• _Exercices à compléter_
1/ Dans le texte sur les obligations portugaises, recopiez le passage commençant par "Quelle différence une" et se poursuivant jusqu'à "données le confirment.", en remplaçant "BCE" par "Banque centrale européenne".
2/ Répondez brièvement aux questions suivantes sur le texte consacré aux obligations portugaises.
(a) Quel était le rendement des obligations portugaises à 10 ans au plus fort de la crise de la dette de la zone euro en 2012 ?
(b) Quel rendement ces obligations affichaient-elles encore en 2017 ?
(c) Quelle fonction Luis de Guindos occupe-t-il ?

• _Bloc de texte_
● ● ● ● ● ● ●
Quelle différence une décennie fait. Les obligations à 10 ans du gouvernement portugais se dirigent vers un rendement de 0 %, contre 16 % au plus fort de la crise de la dette de la zone euro en 2012 et 4 % pas plus tard qu'en 2017.
Le Portugal a amélioré sa situation financière, mais la principale explication réside plutôt dans l'achat d'obligations par la Banque Centrale Européenne (BCE) dans le cadre de ses efforts pour atténuer l'impact de la pandémie de COVID-19.
Davantage d'achats en cours de route...et plus de prudence aussi
Et ces derniers jours, la BCE a donné le feu vert aux investisseurs en leur annonçant que d'autres achats de la part des banques centrales sont à venir. Luis de Guindos, le vice-président de la banque centrale, a déclaré lundi que les économies de la zone euro perdent de leur dynamisme et que la BCE réagira en conséquence si les données le confirment.
● ● ● ● ● ● ●
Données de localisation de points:
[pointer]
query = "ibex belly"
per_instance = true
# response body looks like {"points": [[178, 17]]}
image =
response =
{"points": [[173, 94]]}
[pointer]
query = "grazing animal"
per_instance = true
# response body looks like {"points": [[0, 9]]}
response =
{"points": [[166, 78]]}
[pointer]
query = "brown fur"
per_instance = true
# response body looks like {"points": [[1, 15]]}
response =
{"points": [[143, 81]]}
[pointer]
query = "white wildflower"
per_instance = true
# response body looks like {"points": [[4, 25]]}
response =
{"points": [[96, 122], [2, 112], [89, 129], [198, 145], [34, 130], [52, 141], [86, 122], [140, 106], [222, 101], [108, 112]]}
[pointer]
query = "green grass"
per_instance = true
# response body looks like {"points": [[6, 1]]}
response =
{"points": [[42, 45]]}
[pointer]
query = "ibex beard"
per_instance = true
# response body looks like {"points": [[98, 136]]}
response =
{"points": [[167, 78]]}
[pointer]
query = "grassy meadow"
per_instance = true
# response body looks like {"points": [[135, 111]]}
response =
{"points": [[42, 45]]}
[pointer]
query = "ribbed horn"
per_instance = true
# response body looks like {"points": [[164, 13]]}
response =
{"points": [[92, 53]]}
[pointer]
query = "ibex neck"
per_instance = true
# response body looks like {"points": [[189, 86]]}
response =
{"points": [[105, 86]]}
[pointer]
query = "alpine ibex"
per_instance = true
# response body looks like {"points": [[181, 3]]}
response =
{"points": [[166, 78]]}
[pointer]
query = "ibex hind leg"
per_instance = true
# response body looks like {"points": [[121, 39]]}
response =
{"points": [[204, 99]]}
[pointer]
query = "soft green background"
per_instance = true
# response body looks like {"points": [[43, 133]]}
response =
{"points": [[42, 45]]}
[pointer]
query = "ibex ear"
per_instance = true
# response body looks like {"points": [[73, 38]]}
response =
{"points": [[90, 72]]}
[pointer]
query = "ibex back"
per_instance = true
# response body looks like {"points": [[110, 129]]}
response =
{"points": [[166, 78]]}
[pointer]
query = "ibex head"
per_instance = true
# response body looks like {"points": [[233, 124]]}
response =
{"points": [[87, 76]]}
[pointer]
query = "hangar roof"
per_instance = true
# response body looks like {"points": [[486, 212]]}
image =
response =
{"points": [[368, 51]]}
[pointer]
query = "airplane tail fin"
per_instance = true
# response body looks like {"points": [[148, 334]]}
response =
● ● ● ● ● ● ●
• _Corrigés par exercice_
1/
Quelle différence une décennie fait. Les obligations à 10 ans du gouvernement portugais se dirigent vers un rendement de 0 %, contre 16 % au plus fort de la crise de la dette de la zone euro en 2012 et 4 % pas plus tard qu'en 2017.
Le Portugal a amélioré sa situation financière, mais la principale explication réside plutôt dans l'achat d'obligations par la Banque Centrale Européenne (Banque centrale européenne) dans le cadre de ses efforts pour atténuer l'impact de la pandémie de COVID-19.
Davantage d'achats en cours de route...et plus de prudence aussi
Et ces derniers jours, la Banque centrale européenne a donné le feu vert aux investisseurs en leur annonçant que d'autres achats de la part des banques centrales sont à venir. Luis de Guindos, le vice-président de la banque centrale, a déclaré lundi que les économies de la zone euro perdent de leur dynamisme et que la Banque centrale européenne réagira en conséquence si les données le confirment.

2/
(a) 16 %
(b) 4 %
(c) Il est le vice-président de la banque centrale.